▶ _What is being asked_
Rewrite everything from the line containing "of the stained" down to the end of the items below as a numbered list, skipping any blank lines.

(Items listed in a dataset)

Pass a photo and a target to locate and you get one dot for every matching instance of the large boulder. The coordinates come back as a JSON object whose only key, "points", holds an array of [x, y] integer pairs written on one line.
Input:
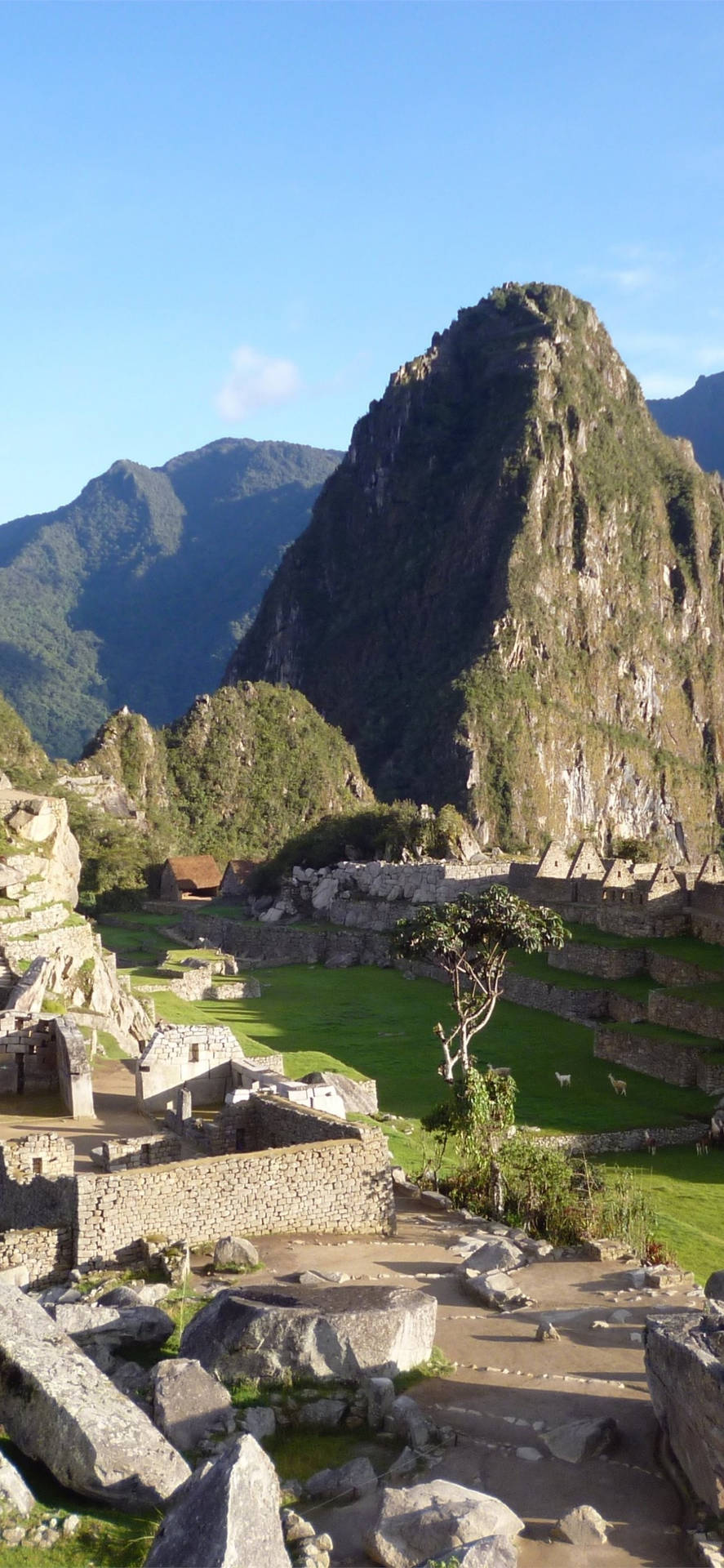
{"points": [[584, 1440], [497, 1254], [715, 1286], [342, 1482], [494, 1290], [582, 1526], [434, 1518], [189, 1404], [685, 1374], [228, 1517], [58, 1409], [234, 1252], [322, 1332], [113, 1327], [494, 1551], [13, 1489]]}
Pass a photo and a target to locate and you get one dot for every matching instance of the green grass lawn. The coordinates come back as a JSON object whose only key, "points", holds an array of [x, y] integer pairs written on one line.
{"points": [[686, 1192], [688, 949], [376, 1022], [381, 1024]]}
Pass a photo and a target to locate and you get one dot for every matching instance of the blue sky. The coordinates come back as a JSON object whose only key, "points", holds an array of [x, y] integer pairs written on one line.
{"points": [[238, 218]]}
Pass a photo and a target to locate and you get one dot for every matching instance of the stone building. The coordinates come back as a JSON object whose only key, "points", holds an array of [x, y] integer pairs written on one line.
{"points": [[190, 877]]}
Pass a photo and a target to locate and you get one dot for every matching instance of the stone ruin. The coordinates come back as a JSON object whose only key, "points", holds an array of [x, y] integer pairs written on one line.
{"points": [[187, 1065], [44, 946], [611, 893], [39, 1054]]}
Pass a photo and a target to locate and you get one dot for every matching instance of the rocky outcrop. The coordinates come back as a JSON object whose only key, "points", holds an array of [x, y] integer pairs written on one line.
{"points": [[524, 574], [322, 1332], [228, 1517], [685, 1375], [433, 1520], [58, 1409], [44, 946]]}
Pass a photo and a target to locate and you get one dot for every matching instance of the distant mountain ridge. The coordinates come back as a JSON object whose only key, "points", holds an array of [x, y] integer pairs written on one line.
{"points": [[696, 414], [136, 591], [509, 591]]}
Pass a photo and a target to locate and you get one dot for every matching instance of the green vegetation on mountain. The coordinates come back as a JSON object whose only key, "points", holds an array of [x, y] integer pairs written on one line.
{"points": [[698, 414], [524, 576], [242, 773], [138, 590], [369, 833]]}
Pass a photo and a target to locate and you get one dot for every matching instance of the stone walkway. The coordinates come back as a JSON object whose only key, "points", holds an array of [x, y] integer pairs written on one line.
{"points": [[509, 1390]]}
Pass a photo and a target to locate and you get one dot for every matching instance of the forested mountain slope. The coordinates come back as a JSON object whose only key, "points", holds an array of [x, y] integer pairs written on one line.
{"points": [[511, 588], [136, 591]]}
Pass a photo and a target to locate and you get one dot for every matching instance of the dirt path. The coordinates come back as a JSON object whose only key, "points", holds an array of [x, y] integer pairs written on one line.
{"points": [[507, 1383], [117, 1114]]}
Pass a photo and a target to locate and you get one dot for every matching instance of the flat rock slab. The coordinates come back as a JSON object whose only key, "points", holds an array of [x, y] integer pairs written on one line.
{"points": [[433, 1520], [685, 1375], [117, 1325], [582, 1528], [58, 1409], [323, 1332], [228, 1517]]}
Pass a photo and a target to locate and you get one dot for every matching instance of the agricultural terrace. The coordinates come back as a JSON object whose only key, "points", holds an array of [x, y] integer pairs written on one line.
{"points": [[376, 1022]]}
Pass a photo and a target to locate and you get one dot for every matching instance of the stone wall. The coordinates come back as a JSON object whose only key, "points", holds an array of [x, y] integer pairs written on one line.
{"points": [[624, 1142], [44, 1252], [257, 946], [74, 1071], [37, 1183], [332, 1186], [136, 1153], [674, 1062], [677, 1012], [580, 1004], [674, 971]]}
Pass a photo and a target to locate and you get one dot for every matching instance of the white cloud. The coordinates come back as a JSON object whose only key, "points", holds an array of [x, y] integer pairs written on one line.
{"points": [[255, 381]]}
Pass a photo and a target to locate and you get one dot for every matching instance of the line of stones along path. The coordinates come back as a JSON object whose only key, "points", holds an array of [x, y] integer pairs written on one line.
{"points": [[509, 1383]]}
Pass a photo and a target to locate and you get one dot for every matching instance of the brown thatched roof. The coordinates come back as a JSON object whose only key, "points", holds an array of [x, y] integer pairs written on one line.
{"points": [[201, 871], [240, 867]]}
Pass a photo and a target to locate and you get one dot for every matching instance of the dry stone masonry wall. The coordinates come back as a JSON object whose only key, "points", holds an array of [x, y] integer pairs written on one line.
{"points": [[334, 1186]]}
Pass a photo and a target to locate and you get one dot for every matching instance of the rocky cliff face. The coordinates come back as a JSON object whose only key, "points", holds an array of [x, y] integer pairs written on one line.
{"points": [[46, 949], [511, 590], [696, 414], [136, 590]]}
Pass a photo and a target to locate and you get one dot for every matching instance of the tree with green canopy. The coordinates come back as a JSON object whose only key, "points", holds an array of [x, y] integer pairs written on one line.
{"points": [[470, 941]]}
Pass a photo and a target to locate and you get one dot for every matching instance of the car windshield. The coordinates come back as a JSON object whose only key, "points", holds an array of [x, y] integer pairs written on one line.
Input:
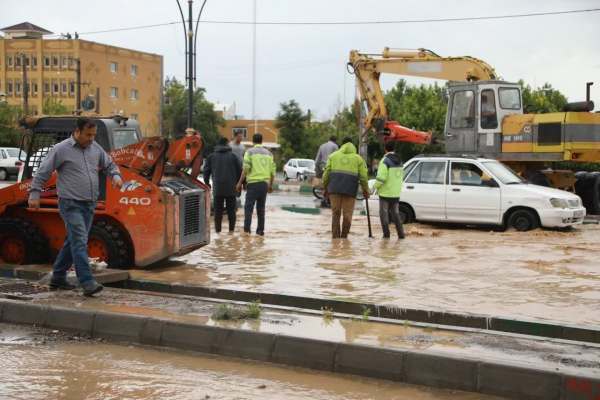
{"points": [[506, 175], [12, 152], [306, 163]]}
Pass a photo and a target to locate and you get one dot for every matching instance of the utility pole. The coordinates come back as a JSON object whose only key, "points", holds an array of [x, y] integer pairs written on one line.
{"points": [[25, 86], [190, 62], [78, 84]]}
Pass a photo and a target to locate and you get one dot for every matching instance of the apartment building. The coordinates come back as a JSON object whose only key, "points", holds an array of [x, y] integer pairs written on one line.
{"points": [[118, 80]]}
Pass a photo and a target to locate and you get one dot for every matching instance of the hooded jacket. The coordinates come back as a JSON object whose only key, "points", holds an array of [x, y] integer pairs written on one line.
{"points": [[390, 175], [344, 170], [225, 168]]}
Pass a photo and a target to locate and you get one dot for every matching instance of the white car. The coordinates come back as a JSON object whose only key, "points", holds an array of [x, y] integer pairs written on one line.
{"points": [[299, 168], [482, 191], [9, 162]]}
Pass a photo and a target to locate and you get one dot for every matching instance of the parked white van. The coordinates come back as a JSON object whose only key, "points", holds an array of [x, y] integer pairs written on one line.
{"points": [[9, 162], [474, 190]]}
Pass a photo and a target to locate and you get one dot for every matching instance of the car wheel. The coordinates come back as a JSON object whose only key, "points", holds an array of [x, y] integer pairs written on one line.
{"points": [[523, 220], [406, 215]]}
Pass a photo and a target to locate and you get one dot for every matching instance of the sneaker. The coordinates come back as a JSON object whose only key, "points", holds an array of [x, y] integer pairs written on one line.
{"points": [[91, 288], [61, 285]]}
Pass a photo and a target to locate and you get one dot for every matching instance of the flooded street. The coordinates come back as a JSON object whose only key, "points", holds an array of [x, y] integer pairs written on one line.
{"points": [[541, 274], [40, 365]]}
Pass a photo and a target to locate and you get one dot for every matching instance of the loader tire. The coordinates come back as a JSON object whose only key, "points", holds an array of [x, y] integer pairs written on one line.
{"points": [[21, 242], [588, 188], [110, 244]]}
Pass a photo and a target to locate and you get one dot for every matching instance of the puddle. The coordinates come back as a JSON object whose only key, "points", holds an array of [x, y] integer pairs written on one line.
{"points": [[436, 267]]}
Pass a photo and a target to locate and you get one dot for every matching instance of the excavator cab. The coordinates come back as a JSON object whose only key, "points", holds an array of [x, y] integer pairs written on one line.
{"points": [[475, 114], [112, 133]]}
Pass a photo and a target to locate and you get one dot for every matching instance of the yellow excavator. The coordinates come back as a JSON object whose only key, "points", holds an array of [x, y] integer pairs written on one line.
{"points": [[485, 118]]}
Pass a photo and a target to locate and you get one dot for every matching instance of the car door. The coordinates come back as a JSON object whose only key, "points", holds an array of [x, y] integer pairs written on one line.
{"points": [[468, 198], [424, 190]]}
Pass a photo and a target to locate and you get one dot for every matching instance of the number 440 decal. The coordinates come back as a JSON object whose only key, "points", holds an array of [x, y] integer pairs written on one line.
{"points": [[135, 201]]}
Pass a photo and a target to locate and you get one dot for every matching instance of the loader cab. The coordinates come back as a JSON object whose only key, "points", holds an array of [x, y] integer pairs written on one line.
{"points": [[112, 133], [475, 114]]}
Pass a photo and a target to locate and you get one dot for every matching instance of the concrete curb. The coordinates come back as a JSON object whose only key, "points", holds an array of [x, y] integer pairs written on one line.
{"points": [[518, 326], [423, 368]]}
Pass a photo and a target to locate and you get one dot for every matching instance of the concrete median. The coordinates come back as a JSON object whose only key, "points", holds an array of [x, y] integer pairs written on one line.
{"points": [[411, 366]]}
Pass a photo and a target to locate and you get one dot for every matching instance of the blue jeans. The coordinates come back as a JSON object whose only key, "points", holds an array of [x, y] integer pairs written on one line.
{"points": [[256, 193], [77, 216]]}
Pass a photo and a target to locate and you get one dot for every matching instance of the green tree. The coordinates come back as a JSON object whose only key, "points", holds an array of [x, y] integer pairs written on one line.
{"points": [[292, 124], [543, 99], [53, 106], [10, 134], [205, 119]]}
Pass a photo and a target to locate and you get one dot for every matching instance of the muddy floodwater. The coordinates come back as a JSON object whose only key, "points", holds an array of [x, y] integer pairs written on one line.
{"points": [[544, 274], [40, 365]]}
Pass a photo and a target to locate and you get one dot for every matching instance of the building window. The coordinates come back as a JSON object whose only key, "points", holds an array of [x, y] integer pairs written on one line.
{"points": [[235, 131]]}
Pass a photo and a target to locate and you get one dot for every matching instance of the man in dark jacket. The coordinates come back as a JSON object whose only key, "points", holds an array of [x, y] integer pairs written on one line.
{"points": [[225, 168]]}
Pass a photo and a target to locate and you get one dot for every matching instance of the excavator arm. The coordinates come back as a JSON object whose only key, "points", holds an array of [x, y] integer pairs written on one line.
{"points": [[422, 63]]}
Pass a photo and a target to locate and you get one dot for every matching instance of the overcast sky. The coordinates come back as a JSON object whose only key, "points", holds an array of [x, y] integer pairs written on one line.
{"points": [[307, 63]]}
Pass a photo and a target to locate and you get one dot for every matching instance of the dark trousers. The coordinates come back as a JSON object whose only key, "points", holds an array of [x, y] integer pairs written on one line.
{"points": [[389, 208], [222, 203], [256, 193]]}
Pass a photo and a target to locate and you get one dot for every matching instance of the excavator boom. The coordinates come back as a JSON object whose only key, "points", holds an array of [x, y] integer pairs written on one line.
{"points": [[422, 63]]}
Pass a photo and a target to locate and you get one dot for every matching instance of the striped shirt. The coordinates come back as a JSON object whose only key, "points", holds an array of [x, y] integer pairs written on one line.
{"points": [[77, 169]]}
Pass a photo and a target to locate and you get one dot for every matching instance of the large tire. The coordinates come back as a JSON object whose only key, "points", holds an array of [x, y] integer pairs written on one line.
{"points": [[588, 188], [21, 242], [522, 220], [406, 214], [109, 243]]}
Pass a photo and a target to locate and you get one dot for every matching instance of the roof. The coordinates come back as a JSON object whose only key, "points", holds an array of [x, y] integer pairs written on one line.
{"points": [[25, 26]]}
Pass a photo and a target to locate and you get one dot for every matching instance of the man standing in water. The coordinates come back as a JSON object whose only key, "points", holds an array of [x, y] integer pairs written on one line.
{"points": [[343, 172], [388, 184], [77, 161], [259, 172]]}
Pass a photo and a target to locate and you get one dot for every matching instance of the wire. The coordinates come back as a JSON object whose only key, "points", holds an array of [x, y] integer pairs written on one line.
{"points": [[406, 21]]}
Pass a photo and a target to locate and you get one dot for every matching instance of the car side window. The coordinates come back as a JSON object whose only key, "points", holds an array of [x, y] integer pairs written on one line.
{"points": [[430, 172], [465, 174]]}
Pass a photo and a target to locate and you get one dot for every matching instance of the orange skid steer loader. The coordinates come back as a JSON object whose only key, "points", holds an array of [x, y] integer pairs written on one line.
{"points": [[162, 209]]}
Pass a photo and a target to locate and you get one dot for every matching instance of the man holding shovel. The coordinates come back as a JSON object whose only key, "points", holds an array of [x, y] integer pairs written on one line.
{"points": [[343, 172]]}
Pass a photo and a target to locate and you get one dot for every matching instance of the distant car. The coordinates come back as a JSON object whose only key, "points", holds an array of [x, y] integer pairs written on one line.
{"points": [[482, 191], [9, 162], [299, 168]]}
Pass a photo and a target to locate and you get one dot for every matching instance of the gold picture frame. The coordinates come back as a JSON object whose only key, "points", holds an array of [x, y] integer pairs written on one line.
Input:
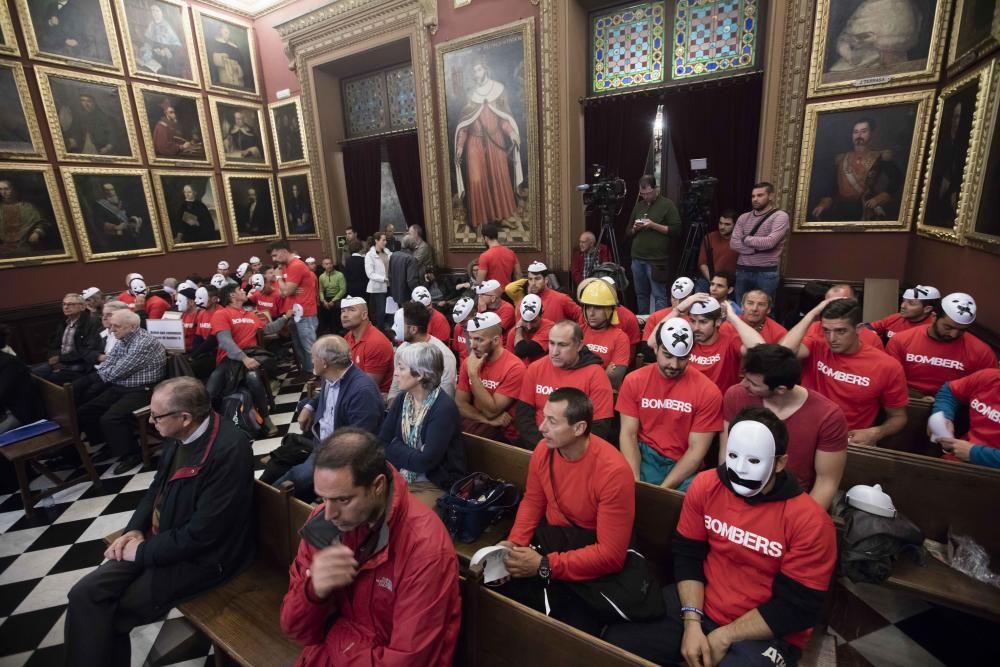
{"points": [[69, 87], [141, 65], [833, 77], [185, 139], [223, 68], [299, 217], [247, 227], [289, 142], [177, 212], [954, 143], [835, 144], [33, 187], [108, 231], [224, 121], [87, 49], [15, 86], [507, 54]]}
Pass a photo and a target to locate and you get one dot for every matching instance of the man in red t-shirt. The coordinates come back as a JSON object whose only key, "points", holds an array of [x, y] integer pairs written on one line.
{"points": [[944, 350], [568, 364], [669, 414], [575, 478], [753, 558], [371, 351], [498, 262], [489, 382], [817, 429], [857, 377], [915, 310]]}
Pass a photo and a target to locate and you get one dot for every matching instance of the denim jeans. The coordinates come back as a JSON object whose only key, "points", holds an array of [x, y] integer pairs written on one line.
{"points": [[642, 279]]}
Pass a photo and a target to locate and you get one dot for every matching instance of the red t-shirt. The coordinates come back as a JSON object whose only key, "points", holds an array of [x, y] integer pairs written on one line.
{"points": [[819, 425], [929, 363], [498, 262], [542, 378], [981, 391], [297, 272], [669, 409], [609, 343], [373, 353], [859, 383], [751, 544], [596, 492]]}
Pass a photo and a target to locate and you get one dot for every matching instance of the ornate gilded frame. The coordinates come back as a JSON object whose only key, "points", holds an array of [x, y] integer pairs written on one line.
{"points": [[271, 108], [45, 74], [206, 71], [147, 131], [89, 255], [967, 198], [130, 59], [930, 72], [312, 200], [31, 41], [69, 250], [220, 145], [923, 100], [459, 235], [161, 201], [227, 179], [28, 111]]}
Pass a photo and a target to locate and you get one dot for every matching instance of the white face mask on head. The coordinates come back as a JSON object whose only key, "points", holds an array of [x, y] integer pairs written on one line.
{"points": [[749, 457]]}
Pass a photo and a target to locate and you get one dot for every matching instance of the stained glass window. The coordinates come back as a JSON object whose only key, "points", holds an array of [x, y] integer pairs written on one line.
{"points": [[628, 46], [712, 36]]}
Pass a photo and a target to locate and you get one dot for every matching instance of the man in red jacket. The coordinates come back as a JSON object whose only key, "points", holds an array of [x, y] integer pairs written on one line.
{"points": [[375, 580]]}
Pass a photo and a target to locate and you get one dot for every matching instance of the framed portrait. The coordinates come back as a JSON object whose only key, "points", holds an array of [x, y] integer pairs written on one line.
{"points": [[286, 128], [946, 205], [113, 212], [860, 162], [297, 204], [251, 206], [876, 44], [228, 53], [75, 32], [19, 134], [487, 82], [158, 40], [173, 125], [90, 117], [240, 133], [35, 230], [191, 208]]}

▶ _Answer to the problem_
1. Pass a photo and a target to locate and you get one dot for every matching instance of the stained glass window. The coordinates come back as a JSON object whose only key, "points", holds an array of [x, y] integer pairs written on one line.
2. {"points": [[628, 46], [712, 36]]}
3. Pass a photo and a target to locate and you get one dot for every matching instance of the man in red jacket. The coordinates come back as a JSON object whose only key, "points", holds an array of [x, y] integer pairs written on one line.
4. {"points": [[375, 580]]}
5. Pass a photo and a target to locate and you get one dot for every matching instance of the framed portrait. The coordinates come back as a JSON object whose only key, "points", holds an array of [x, y] integer pairs written on one line.
6. {"points": [[286, 128], [946, 205], [113, 212], [860, 162], [297, 204], [251, 206], [876, 44], [228, 53], [75, 32], [19, 134], [487, 82], [158, 40], [173, 125], [90, 117], [240, 133], [35, 230], [191, 208]]}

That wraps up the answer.